Work to be completed | Reproduce the items from the line containing "Return the outline of every instance of the stained" through the end of the items, requests included. Raise every coordinate in the answers by 145, leaving the requests and their format samples unchanged.

Exercise inputs |
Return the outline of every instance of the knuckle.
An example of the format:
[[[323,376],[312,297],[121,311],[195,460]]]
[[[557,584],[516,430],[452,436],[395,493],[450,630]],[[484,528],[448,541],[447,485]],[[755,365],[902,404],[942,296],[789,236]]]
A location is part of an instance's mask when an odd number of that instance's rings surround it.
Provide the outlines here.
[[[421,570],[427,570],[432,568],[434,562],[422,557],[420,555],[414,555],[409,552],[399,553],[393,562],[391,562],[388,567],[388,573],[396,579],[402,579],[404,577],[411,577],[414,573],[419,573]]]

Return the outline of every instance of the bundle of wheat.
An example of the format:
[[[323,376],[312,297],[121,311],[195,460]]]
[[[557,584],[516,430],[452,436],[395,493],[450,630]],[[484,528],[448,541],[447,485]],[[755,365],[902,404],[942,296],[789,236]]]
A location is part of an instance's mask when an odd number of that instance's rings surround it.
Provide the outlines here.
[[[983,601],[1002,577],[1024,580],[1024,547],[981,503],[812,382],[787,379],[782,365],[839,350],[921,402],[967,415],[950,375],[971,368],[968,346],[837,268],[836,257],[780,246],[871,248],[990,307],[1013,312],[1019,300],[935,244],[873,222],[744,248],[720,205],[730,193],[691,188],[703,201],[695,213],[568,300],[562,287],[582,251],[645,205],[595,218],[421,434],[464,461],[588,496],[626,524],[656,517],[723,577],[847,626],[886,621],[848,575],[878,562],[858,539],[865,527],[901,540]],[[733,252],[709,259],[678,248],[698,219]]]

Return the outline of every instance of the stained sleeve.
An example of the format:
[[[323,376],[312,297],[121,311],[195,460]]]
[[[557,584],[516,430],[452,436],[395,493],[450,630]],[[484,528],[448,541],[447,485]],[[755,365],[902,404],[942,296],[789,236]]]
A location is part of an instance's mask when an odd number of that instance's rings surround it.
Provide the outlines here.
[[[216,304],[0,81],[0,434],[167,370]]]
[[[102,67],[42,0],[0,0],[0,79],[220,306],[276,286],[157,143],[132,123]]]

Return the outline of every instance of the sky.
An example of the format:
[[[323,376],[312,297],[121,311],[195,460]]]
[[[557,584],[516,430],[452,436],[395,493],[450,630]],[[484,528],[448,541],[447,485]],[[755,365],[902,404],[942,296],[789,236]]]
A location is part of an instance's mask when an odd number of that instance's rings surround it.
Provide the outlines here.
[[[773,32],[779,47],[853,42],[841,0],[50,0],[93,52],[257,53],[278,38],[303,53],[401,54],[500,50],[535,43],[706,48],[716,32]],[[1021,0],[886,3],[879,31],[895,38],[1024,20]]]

Solution below |
Return the outline of every instance of the stained sleeve.
An example of the format:
[[[323,376],[312,297],[121,311],[195,460]]]
[[[557,584],[516,430],[452,436],[395,493],[450,630]],[[484,528],[448,541],[447,485]],[[755,365],[902,404],[942,296],[789,236]]]
A location is part of an instance's mask when an odd number of that instance's rings surround it.
Provide the outlines here.
[[[361,449],[145,226],[145,579],[312,515]]]
[[[247,212],[187,145],[145,145],[145,224],[365,451],[421,431],[302,288],[277,268]]]

Return the outline of every instance of the sky.
An example of the format:
[[[323,376],[312,297],[121,311],[195,460]]]
[[[557,584],[516,430],[452,436],[395,493],[450,630]],[[484,528],[448,541],[447,485]],[[755,365],[902,404],[942,296],[789,236]]]
A location is part of an instance's mask when an odd number of that instance's rings surround it.
Provide the outlines here.
[[[918,177],[924,192],[998,187],[986,145],[195,145],[238,197],[402,198],[423,183],[448,198],[546,199],[645,195],[680,188],[851,193],[861,177]],[[1166,145],[1031,148],[1024,176],[1040,183],[1169,165]]]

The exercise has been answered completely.